- **Written problem 1**
Repeat the text passage about the Battle of Hope word for word, from its first line to its last.

- **Text passage**
================

Petty Officer Second Class, Cassander-045, 23210-93881-C.

*Thank you. Now, onto business, shall we?* [The Admiral smiles.]

Very well, sir.

*You have an excellent combat record, Petty Officer - *

[Interrupting.] Thank you, sir.

*- Wounded-in-action on Corinth, distinguished for bravery during the Siege of New Constantinople, the Battle of Schiller… Two dozen other engagements.* [The Admiral exhales a mouthful of scented smoke.] *And, most interestingly, a survivor of the Battle of Hope. *

That is correct, sir.

*I suppose, given your position as a first-hand witness, that you’ll know more about Hope than I, so I shan’t bore you with unnecessary details. In November of 2539, the Battle of Hope begun. The opening skirmish - Between Commodore Dayne’s Battlegroup and a trio of Covenant battlecruisers - Was a victory. However, it only denied the inevitable. Tell me, Petty Officer, what happened when the Covenant achieved a foothold upon Hope?*

[Cassander smirks.]

We killed them.


----------



## Deus Mortis (Jun 20, 2009)

I don't know what it is, but I don't like that Admiral 

But still, I want more. More. More...


----------

================

- **Written problem 2**
Reproduce the listing word for word, beginning at the line that contains "the white baseboard" and stopping after the final line of the listing.

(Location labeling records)

================

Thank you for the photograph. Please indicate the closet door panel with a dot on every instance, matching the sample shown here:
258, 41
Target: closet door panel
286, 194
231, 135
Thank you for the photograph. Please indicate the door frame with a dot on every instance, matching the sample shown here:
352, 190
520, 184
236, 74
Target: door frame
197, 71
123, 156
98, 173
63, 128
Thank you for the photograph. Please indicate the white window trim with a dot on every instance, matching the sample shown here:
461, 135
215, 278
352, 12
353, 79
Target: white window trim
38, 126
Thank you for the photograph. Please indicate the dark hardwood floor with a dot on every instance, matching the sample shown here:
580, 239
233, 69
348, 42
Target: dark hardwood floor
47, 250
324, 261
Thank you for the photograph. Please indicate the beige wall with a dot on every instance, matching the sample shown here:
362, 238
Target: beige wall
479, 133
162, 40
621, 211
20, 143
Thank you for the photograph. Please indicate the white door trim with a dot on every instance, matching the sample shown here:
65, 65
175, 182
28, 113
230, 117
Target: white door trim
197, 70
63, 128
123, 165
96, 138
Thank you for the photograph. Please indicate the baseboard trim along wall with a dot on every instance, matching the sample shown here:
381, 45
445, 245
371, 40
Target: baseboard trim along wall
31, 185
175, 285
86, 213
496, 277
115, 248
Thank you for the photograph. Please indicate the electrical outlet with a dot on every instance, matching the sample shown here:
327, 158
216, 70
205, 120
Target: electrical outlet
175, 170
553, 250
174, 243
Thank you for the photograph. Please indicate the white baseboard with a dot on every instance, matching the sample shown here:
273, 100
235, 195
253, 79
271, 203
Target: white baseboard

================

- **Exercise result 1**
Petty Officer Second Class, Cassander-045, 23210-93881-C.

*Thank you. Now, onto business, shall we?* [The Admiral smiles.]

Very well, sir.

*You have an excellent combat record, Petty Officer - *

[Interrupting.] Thank you, sir.

*- Wounded-in-action on Corinth, distinguished for bravery during the Siege of New Constantinople, the Battle of Schiller… Two dozen other engagements.* [The Admiral exhales a mouthful of scented smoke.] *And, most interestingly, a survivor of the Battle of Hope. *

That is correct, sir.

*I suppose, given your position as a first-hand witness, that you’ll know more about Hope than I, so I shan’t bore you with unnecessary details. In November of 2539, the Battle of Hope begun. The opening skirmish - Between Commodore Dayne’s Battlegroup and a trio of Covenant battlecruisers - Was a victory. However, it only denied the inevitable. Tell me, Petty Officer, what happened when the Covenant achieved a foothold upon Hope?*

[Cassander smirks.]

We killed them.


----------



## Deus Mortis (Jun 20, 2009)

I don't know what it is, but I don't like that Admiral 

But still, I want more. More. More...


----------

- **Exercise result 2**
Thank you for the photograph. Please indicate the white baseboard with a dot on every instance, matching the sample shown here:
273, 100
235, 195
253, 79
271, 203
Target: white baseboard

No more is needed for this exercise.